[Excerpts of pointing data]

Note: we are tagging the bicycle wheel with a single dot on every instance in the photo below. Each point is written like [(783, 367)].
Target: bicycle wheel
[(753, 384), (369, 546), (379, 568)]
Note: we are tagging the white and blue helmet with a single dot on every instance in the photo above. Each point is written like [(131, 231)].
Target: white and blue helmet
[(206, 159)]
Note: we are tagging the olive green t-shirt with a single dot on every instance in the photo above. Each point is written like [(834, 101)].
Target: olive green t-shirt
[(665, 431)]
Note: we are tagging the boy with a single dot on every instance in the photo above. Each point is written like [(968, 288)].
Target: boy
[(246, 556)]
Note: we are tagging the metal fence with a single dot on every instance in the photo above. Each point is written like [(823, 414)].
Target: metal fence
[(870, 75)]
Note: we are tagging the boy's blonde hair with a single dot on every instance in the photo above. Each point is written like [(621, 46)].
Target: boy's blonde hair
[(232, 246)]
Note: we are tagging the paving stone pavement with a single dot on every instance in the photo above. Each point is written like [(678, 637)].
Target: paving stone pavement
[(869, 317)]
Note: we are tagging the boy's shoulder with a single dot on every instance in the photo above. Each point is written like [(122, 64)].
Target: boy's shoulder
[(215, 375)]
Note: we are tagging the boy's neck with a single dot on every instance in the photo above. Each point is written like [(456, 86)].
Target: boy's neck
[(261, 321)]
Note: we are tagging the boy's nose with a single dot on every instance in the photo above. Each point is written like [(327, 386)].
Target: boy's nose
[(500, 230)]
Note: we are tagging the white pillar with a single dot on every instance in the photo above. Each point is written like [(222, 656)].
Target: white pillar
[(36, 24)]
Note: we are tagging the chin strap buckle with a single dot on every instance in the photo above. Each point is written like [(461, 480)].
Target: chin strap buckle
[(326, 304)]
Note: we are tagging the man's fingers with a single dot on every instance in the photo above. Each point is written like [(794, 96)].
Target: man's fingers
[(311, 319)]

Task details
Change every "Target" in the items above to "Object", and leave the rest of each line unchanged.

Reply to the task
Note: we are tagging the bicycle wheel with a single dot on every instance in the photo below. Each point is written like [(783, 367)].
Object: bicycle wheel
[(753, 384), (369, 546), (379, 568)]
Note: we are tagging the white and blue helmet with a single dot on every instance in the photo above. Each point is written like [(131, 231)].
Object: white and blue helmet
[(206, 159)]
Note: we are tagging the olive green t-shirt with a single dot on every instance in the photo above. Each point is written like [(834, 101)].
Object: olive green t-shirt
[(665, 431)]
Note: we are tagging the boy with a single dot on every instance in the photo above. Each point is written like [(968, 288)].
Object: boy
[(246, 556)]
Note: we are tagging the metal fence with a single dot on every instance in the photo above. Each point is written like [(823, 414)].
Object: metal fence
[(870, 75)]
Note: we are tagging the boy's blonde hair with a single dot on every instance in the photo above. Each point is written like [(621, 46)].
Object: boy's blonde hair
[(232, 246)]
Note: we are tagging the paving stone pavement with a single dot on every instance in the photo above. Each point is written like [(678, 637)].
Object: paving stone pavement
[(869, 317)]
Note: we are tagging the boy's shoulder with a single dot on every instance in the photo above. Each point is written like [(122, 64)].
Object: boy's shoulder
[(215, 375)]
Note: we are tagging the boy's neck with a single dot on every instance in the photo above. Each point is written like [(456, 86)].
Object: boy's neck
[(261, 321)]
Note: we are tagging the boy's nose with a single dot on every instance in the photo above. Each point is written like [(327, 386)].
Object: boy's nose
[(500, 230)]
Note: we are tagging the white pillar with a single dot on every instance in the photo above. Each point is written like [(222, 656)].
Object: white pillar
[(36, 24)]
Note: we are tagging the chin strap buckle with a single dot on every instance in the photo above. Each point is written like [(461, 480)].
Object: chin strap buckle
[(326, 304)]
Note: we are tagging the man's fingers with a single dot on every instance in the photo above. Each point is written like [(794, 96)].
Object: man's fingers
[(311, 319)]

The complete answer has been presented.